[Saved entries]
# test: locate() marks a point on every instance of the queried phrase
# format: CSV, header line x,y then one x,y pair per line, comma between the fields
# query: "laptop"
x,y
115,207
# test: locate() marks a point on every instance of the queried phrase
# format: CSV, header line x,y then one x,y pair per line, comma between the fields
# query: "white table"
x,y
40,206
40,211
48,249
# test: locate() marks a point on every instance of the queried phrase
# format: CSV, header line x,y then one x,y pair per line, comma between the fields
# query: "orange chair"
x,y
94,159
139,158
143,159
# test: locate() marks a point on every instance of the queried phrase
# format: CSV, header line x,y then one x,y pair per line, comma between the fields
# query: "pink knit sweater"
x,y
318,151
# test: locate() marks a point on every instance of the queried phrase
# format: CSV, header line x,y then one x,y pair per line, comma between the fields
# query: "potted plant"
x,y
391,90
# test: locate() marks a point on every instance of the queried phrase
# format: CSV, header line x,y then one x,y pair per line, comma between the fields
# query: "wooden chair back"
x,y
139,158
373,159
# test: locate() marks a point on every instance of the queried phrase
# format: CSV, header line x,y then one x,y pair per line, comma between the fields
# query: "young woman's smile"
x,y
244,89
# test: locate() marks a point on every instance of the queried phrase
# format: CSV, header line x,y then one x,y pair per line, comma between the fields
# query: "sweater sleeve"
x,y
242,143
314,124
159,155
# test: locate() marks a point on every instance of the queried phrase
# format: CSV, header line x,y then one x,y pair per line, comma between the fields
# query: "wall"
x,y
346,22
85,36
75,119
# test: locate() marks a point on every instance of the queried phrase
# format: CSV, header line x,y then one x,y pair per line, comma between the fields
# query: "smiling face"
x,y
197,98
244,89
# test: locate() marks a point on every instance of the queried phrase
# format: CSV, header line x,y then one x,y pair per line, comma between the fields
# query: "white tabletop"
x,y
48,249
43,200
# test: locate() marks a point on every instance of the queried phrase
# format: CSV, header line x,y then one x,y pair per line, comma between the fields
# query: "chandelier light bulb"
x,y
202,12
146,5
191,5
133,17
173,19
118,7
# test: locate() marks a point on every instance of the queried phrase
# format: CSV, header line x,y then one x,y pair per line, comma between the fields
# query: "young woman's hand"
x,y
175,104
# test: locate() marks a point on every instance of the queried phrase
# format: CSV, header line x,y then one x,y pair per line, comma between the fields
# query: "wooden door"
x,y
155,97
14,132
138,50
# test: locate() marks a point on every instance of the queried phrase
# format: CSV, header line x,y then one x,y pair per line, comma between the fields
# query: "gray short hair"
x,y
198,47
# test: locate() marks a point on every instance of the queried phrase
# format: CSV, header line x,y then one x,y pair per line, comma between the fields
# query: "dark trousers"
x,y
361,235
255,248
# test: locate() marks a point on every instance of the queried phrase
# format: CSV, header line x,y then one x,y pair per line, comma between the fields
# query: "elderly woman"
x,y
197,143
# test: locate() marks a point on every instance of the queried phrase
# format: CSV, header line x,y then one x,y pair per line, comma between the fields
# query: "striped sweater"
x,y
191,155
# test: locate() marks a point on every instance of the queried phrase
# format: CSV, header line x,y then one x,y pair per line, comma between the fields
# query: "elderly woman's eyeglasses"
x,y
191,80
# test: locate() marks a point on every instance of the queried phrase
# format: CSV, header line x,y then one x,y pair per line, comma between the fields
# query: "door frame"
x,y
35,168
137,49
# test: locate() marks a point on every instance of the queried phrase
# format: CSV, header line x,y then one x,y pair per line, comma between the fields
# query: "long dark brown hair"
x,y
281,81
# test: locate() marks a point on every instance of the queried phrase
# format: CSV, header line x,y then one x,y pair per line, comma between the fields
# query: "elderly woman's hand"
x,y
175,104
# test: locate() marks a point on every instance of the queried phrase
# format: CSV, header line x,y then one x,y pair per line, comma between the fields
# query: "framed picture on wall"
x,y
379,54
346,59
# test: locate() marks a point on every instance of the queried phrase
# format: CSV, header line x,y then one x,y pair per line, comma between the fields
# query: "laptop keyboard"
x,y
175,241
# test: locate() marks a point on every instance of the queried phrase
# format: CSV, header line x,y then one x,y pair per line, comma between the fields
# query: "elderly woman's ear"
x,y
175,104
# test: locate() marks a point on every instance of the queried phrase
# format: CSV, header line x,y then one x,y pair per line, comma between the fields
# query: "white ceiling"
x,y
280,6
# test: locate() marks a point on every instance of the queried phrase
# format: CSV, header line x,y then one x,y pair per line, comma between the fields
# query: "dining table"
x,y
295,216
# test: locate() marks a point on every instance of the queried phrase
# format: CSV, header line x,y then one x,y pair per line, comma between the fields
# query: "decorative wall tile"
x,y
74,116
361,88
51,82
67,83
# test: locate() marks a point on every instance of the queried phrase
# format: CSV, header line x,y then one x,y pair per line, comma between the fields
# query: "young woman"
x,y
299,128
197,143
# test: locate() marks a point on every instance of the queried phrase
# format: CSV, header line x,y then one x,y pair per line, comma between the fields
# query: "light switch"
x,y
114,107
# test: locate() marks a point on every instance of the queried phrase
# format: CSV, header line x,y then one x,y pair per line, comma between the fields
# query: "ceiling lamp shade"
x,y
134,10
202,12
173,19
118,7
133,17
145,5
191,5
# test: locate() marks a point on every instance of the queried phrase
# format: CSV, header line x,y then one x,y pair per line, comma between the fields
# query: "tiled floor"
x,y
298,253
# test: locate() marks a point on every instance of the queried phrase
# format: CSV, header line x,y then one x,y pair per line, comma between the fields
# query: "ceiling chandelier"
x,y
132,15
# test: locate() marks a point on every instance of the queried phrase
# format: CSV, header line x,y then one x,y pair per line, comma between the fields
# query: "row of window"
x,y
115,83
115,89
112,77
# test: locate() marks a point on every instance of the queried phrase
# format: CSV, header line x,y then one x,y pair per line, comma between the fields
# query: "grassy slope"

ASSIGNED TASK: Output all of the entries without altering a single word.

SOLUTION FOR THIS PROBLEM:
# test: locate() marks a point on every instance of the queried phrase
# format: CSV, header line x,y then one x,y pair per line, comma between the fields
# query: "laptop"
x,y
115,207
# test: locate() marks a point on every instance of the queried phrase
# format: CSV, header line x,y then one x,y pair per line, comma between the fields
# query: "white table"
x,y
40,206
40,211
48,249
# test: locate() marks a point on every instance of the queried phrase
# format: CSV, header line x,y then one x,y pair per line, comma between the fields
# query: "orange chair"
x,y
94,159
139,158
143,159
# test: locate() marks a point on every instance of the queried phrase
# format: CSV, header line x,y then one x,y pair per line, comma between the fields
# query: "pink knit sweater"
x,y
318,151
# test: locate() marks a point on every instance of the queried phrase
# format: CSV, header line x,y then one x,y pair per line, comma between the fields
# query: "potted plant"
x,y
391,90
# test: locate() marks a point on every instance of the queried phrase
# format: CSV, header line x,y then one x,y pair per line, comma between the fields
# query: "wooden chair back"
x,y
139,158
373,159
# test: locate() marks a point on every instance of the queried phrase
# format: CSV, header line x,y then one x,y pair per line, comma between the fields
# query: "young woman's smile"
x,y
244,89
# test: locate() marks a point on every instance of the queried phrase
# format: CSV, header line x,y then one x,y pair per line, comma between the fields
# query: "sweater sleeve"
x,y
242,143
314,124
159,155
# test: locate() marks a point on every instance of the queried phrase
# format: CSV, header line x,y then one x,y pair per line, comma between the fields
# query: "wall"
x,y
346,22
85,36
75,119
# test: locate() marks a point on every instance of the queried phrase
# format: CSV, header line x,y then one x,y pair per line, comma between the fields
# query: "smiling face"
x,y
197,98
244,89
# test: locate() marks a point on every instance of the queried phrase
# format: CSV, header line x,y then one x,y pair per line, comma between the fields
# query: "white tabletop"
x,y
48,249
43,200
# test: locate() marks a point on every instance of the queried phrase
# format: CSV, header line x,y then one x,y pair per line, comma between the fields
# query: "chandelier light bulb"
x,y
202,12
146,5
191,5
133,17
173,19
118,7
# test: locate() marks a point on every instance of the queried phrase
# format: CSV, header line x,y then one x,y pair per line, comma between the fields
# query: "young woman's hand"
x,y
175,104
# test: locate() marks a point on every instance of the queried phrase
# format: CSV, header line x,y then one x,y pair per line, comma between the fields
# query: "wooden door"
x,y
155,97
14,132
138,50
# test: locate() marks a point on every instance of the queried phrase
# format: CSV, header line x,y then one x,y pair per line, comma between the fields
# query: "gray short hair"
x,y
198,47
# test: locate() marks a point on every instance of the queried phrase
# format: CSV, header line x,y then one x,y pair per line, comma between the fields
# query: "dark trousers"
x,y
361,235
255,248
# test: locate() marks a point on every instance of the queried phrase
# format: CSV, header line x,y then one x,y pair per line, comma between the fields
# query: "elderly woman"
x,y
197,143
# test: locate() marks a point on every instance of the queried phrase
# format: CSV, header line x,y then one x,y pair per line, comma between the fields
# query: "striped sweater"
x,y
191,155
# test: locate() marks a point on every instance of the queried phrase
# format: CSV, header line x,y then one x,y pair per line, comma between the fields
# query: "elderly woman's eyeglasses"
x,y
191,80
# test: locate() marks a point on every instance of the queried phrase
# format: CSV, header line x,y then one x,y pair per line, comma between the fields
# query: "door frame"
x,y
35,168
137,49
# test: locate() marks a point on every instance of the queried phrase
# format: CSV, header line x,y then one x,y pair per line, comma between the fields
# query: "long dark brown hair"
x,y
281,81
# test: locate() marks a point on every instance of the queried phrase
# format: CSV, header line x,y then one x,y pair per line, comma between the fields
# query: "elderly woman's hand"
x,y
175,104
# test: locate() marks a point on every instance of the queried phrase
# format: CSV, header line x,y then one x,y pair per line, comma between the fields
# query: "framed picture on wall"
x,y
379,54
346,59
# test: locate() marks a point on every instance of the queried phrase
# format: CSV, header line x,y then one x,y pair per line, comma between the fields
# query: "laptop keyboard"
x,y
175,241
# test: locate() marks a point on every instance of the queried phrase
# format: CSV, header line x,y then one x,y pair per line, comma between the fields
# query: "elderly woman's ear"
x,y
175,104
# test: locate() marks a point on every instance of the queried phrase
# format: CSV, header line x,y then one x,y pair per line, comma between the fields
# query: "white ceiling"
x,y
280,6
# test: locate() marks a point on every instance of the queried phrase
# format: CSV, header line x,y then one x,y pair per line, comma between the fields
# query: "dining table"
x,y
295,216
# test: locate() marks a point on every instance of the queried phrase
# format: CSV, header line x,y then one x,y pair per line, comma between the fields
# query: "decorative wall tile"
x,y
74,116
361,88
51,82
67,83
# test: locate() marks a point on every instance of the queried phrase
# format: CSV, header line x,y then one x,y pair per line, comma between the fields
# query: "young woman"
x,y
299,128
197,143
# test: locate() marks a point on every instance of the queried phrase
# format: CSV, header line x,y then one x,y pair per line, comma between the fields
# query: "light switch"
x,y
114,107
# test: locate() marks a point on every instance of the queried phrase
# format: CSV, header line x,y then one x,y pair per line, comma between the fields
# query: "ceiling lamp shade"
x,y
134,10
202,12
173,19
118,7
133,17
145,5
191,5
# test: locate() marks a point on every instance of the queried phrase
# format: CSV, header line x,y then one x,y pair per line, comma between the fields
# query: "tiled floor"
x,y
298,253
# test: locate() marks a point on every instance of the queried phrase
# format: CSV, header line x,y then one x,y pair per line, comma between the fields
# query: "ceiling chandelier"
x,y
132,15
# test: locate() marks a point on every instance of the queried phrase
# format: CSV, header line x,y then one x,y pair per line, comma between the fields
# query: "row of window"
x,y
115,83
115,89
112,77
# test: locate() marks a point on every instance of the queried phrase
# format: CSV, header line x,y then one x,y pair per line, comma between the fields
# query: "grassy slope"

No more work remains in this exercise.